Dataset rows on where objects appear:
____

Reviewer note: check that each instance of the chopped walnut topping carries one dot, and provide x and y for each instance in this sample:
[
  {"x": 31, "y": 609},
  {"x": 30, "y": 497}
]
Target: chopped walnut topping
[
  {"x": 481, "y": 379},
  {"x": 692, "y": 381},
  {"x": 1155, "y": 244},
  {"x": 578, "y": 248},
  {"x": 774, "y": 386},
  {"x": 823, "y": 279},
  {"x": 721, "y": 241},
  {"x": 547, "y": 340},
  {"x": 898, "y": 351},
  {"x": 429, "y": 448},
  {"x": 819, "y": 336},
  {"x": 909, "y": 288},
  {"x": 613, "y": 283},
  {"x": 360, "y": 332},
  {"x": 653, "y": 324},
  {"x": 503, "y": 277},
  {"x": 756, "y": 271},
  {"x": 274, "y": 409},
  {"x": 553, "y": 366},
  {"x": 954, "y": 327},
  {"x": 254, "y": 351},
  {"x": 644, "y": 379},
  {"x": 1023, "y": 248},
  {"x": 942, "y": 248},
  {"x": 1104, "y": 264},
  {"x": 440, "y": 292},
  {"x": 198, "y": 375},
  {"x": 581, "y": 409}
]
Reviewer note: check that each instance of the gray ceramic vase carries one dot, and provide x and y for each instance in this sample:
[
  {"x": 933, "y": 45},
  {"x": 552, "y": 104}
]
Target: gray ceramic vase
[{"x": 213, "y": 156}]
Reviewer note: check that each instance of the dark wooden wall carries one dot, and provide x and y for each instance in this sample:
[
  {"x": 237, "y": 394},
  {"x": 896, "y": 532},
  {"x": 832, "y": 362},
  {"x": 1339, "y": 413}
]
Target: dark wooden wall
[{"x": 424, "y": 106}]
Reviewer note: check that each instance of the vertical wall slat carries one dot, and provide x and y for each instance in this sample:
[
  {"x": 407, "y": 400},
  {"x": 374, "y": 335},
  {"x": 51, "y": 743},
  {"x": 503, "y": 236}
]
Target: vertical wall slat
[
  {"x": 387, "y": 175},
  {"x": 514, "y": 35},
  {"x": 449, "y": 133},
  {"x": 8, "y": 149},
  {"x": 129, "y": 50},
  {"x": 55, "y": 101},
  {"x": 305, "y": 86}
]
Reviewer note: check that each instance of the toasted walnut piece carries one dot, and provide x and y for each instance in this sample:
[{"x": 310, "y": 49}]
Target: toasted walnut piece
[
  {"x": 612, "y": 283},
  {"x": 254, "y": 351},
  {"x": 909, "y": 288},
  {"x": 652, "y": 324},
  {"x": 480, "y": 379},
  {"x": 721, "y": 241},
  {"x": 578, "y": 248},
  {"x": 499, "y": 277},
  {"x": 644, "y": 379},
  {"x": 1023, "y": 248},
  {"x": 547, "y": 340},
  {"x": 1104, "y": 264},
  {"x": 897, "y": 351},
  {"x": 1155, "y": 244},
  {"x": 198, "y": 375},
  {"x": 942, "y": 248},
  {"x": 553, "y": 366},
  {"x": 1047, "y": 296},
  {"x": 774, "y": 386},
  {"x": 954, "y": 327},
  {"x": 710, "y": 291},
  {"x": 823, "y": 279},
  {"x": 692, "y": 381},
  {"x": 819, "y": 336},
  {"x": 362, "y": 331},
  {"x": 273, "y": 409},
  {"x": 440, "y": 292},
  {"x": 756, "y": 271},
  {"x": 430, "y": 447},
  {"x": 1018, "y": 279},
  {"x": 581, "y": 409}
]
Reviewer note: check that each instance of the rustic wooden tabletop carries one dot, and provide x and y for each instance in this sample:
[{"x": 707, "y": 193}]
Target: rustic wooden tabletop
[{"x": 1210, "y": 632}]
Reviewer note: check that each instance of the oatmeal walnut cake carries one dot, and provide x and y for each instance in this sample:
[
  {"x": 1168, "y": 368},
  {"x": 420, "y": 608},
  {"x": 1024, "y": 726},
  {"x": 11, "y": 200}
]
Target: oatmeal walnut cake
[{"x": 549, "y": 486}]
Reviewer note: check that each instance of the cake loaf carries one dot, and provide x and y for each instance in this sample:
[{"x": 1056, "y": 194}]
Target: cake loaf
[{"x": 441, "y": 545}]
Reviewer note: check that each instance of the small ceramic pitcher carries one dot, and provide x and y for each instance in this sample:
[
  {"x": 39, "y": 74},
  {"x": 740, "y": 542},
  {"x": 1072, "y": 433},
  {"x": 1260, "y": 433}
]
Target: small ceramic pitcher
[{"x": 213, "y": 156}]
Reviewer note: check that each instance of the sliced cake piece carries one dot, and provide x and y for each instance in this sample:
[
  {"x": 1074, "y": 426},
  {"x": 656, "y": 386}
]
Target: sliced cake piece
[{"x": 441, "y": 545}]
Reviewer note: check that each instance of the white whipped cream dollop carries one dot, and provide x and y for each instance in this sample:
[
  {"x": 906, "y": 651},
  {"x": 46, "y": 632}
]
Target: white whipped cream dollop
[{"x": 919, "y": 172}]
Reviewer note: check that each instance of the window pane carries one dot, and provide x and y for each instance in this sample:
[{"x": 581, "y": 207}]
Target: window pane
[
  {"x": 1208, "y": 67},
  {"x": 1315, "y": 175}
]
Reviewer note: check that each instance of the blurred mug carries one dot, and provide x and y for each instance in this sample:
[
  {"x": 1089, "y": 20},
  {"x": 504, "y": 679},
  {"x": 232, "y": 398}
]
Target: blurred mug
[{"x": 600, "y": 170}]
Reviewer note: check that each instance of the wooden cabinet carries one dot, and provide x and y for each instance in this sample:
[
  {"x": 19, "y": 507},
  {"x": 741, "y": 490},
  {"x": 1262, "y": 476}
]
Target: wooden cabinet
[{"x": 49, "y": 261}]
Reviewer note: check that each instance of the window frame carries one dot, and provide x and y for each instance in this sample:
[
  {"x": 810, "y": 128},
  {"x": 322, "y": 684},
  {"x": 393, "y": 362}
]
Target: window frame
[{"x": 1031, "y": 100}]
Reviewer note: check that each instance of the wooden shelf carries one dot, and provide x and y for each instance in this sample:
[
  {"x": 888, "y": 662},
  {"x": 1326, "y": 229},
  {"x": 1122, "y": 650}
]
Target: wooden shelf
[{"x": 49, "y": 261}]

____

TASK OBJECTIVE ▸ Rewrite all the records above, putting "Annotator note" in place of every "Reviewer note" and keeping everything else the same.

RESPONSE BELOW ▸
Annotator note: check that each instance of the chopped walnut topping carries one dot, and provide x and y for each instance in this sample:
[
  {"x": 31, "y": 609},
  {"x": 30, "y": 497}
]
Target: chopped walnut topping
[
  {"x": 481, "y": 379},
  {"x": 692, "y": 381},
  {"x": 1155, "y": 244},
  {"x": 578, "y": 248},
  {"x": 774, "y": 386},
  {"x": 823, "y": 279},
  {"x": 721, "y": 241},
  {"x": 547, "y": 340},
  {"x": 898, "y": 351},
  {"x": 429, "y": 448},
  {"x": 819, "y": 336},
  {"x": 909, "y": 288},
  {"x": 613, "y": 283},
  {"x": 360, "y": 332},
  {"x": 653, "y": 324},
  {"x": 503, "y": 277},
  {"x": 756, "y": 271},
  {"x": 274, "y": 409},
  {"x": 553, "y": 366},
  {"x": 954, "y": 327},
  {"x": 254, "y": 351},
  {"x": 644, "y": 379},
  {"x": 1023, "y": 248},
  {"x": 942, "y": 248},
  {"x": 1104, "y": 264},
  {"x": 440, "y": 292},
  {"x": 198, "y": 375},
  {"x": 581, "y": 409}
]
Annotator note: check that each instance of the gray ceramic vase carries one dot, and provide x and y for each instance in this sample:
[
  {"x": 933, "y": 45},
  {"x": 552, "y": 104}
]
Target: gray ceramic vase
[{"x": 213, "y": 156}]
Annotator note: check that each instance of the dark wooden wall carries one dot, and provide x and y for each instance in this sample:
[
  {"x": 237, "y": 394},
  {"x": 896, "y": 532},
  {"x": 832, "y": 362},
  {"x": 1339, "y": 413}
]
Target: dark wooden wall
[{"x": 424, "y": 106}]
Annotator note: check that each instance of the vertical wall slat carries one dot, and provide x and y for each instance in this sample:
[
  {"x": 407, "y": 400},
  {"x": 374, "y": 335},
  {"x": 51, "y": 743},
  {"x": 503, "y": 236}
]
Target: vertical wall slat
[
  {"x": 387, "y": 175},
  {"x": 514, "y": 35},
  {"x": 449, "y": 133},
  {"x": 8, "y": 149},
  {"x": 129, "y": 50},
  {"x": 55, "y": 101},
  {"x": 305, "y": 86}
]
Annotator note: check that each instance of the toasted walnut piece carries one dot, and provide x and y for each instance in this sample:
[{"x": 310, "y": 49}]
Target: toasted walnut piece
[
  {"x": 612, "y": 283},
  {"x": 254, "y": 351},
  {"x": 909, "y": 288},
  {"x": 652, "y": 324},
  {"x": 480, "y": 379},
  {"x": 721, "y": 241},
  {"x": 578, "y": 248},
  {"x": 499, "y": 277},
  {"x": 644, "y": 379},
  {"x": 1023, "y": 248},
  {"x": 547, "y": 340},
  {"x": 1104, "y": 264},
  {"x": 897, "y": 351},
  {"x": 1155, "y": 244},
  {"x": 198, "y": 375},
  {"x": 942, "y": 248},
  {"x": 553, "y": 366},
  {"x": 1047, "y": 296},
  {"x": 774, "y": 386},
  {"x": 954, "y": 327},
  {"x": 710, "y": 291},
  {"x": 823, "y": 279},
  {"x": 692, "y": 381},
  {"x": 819, "y": 336},
  {"x": 362, "y": 331},
  {"x": 273, "y": 409},
  {"x": 440, "y": 292},
  {"x": 756, "y": 271},
  {"x": 430, "y": 447},
  {"x": 1018, "y": 279},
  {"x": 581, "y": 409}
]
Annotator note: check that each instance of the rustic wooden tabletop carries one dot, and provide x and y for each instance in this sample:
[{"x": 707, "y": 193}]
Target: rustic wooden tabletop
[{"x": 1210, "y": 632}]
Annotator note: check that each instance of the oatmeal walnut cake carries one dot, and provide x and y for each instance in this sample:
[
  {"x": 1168, "y": 368},
  {"x": 420, "y": 608},
  {"x": 1024, "y": 726},
  {"x": 11, "y": 200}
]
Target: oatmeal walnut cake
[{"x": 549, "y": 486}]
Annotator note: check that each instance of the cake loaf carries one dot, and provide x and y for each instance in this sample:
[{"x": 1056, "y": 194}]
Target: cake loaf
[{"x": 441, "y": 545}]
Annotator note: check that each instance of the small ceramic pitcher carries one dot, and provide x and y for each instance in this sample:
[
  {"x": 39, "y": 74},
  {"x": 740, "y": 542},
  {"x": 1072, "y": 433},
  {"x": 1260, "y": 433}
]
Target: small ceramic pitcher
[{"x": 213, "y": 156}]
Annotator note: check that each instance of the sliced cake piece carries one dot, and provide x and y for each instance in this sample:
[
  {"x": 1074, "y": 426},
  {"x": 656, "y": 386}
]
Target: sliced cake piece
[{"x": 441, "y": 545}]
Annotator note: check that each instance of the white whipped cream dollop carries one dot, and provide x and y for each instance in this sample:
[
  {"x": 906, "y": 651},
  {"x": 46, "y": 632}
]
Target: white whipped cream dollop
[{"x": 919, "y": 172}]
Annotator note: check that each instance of the window pane carries one dot, and provide x and y for each instance in this sample:
[{"x": 581, "y": 207}]
Target: window pane
[
  {"x": 1208, "y": 67},
  {"x": 1315, "y": 175}
]
Annotator note: check that each instance of the blurred mug carries one dot, and provide x and y for each instance in this sample:
[
  {"x": 1089, "y": 20},
  {"x": 504, "y": 679},
  {"x": 232, "y": 398}
]
Target: blurred mug
[{"x": 600, "y": 170}]
Annotator note: check that each instance of the wooden cabinet carries one dot, and provide x and y for each instance in this sample:
[
  {"x": 19, "y": 507},
  {"x": 741, "y": 490},
  {"x": 1262, "y": 476}
]
Target: wooden cabinet
[{"x": 49, "y": 261}]
Annotator note: check that each instance of the window frame carries one dot, and provide x and y for each instance in this sample:
[
  {"x": 810, "y": 128},
  {"x": 322, "y": 684},
  {"x": 393, "y": 362}
]
Target: window frame
[{"x": 1031, "y": 100}]
Annotator note: check that each instance of the wooden shelf carries one dot, and provide x and y for each instance in this sample:
[
  {"x": 888, "y": 662},
  {"x": 1326, "y": 229},
  {"x": 1122, "y": 650}
]
Target: wooden shelf
[{"x": 49, "y": 261}]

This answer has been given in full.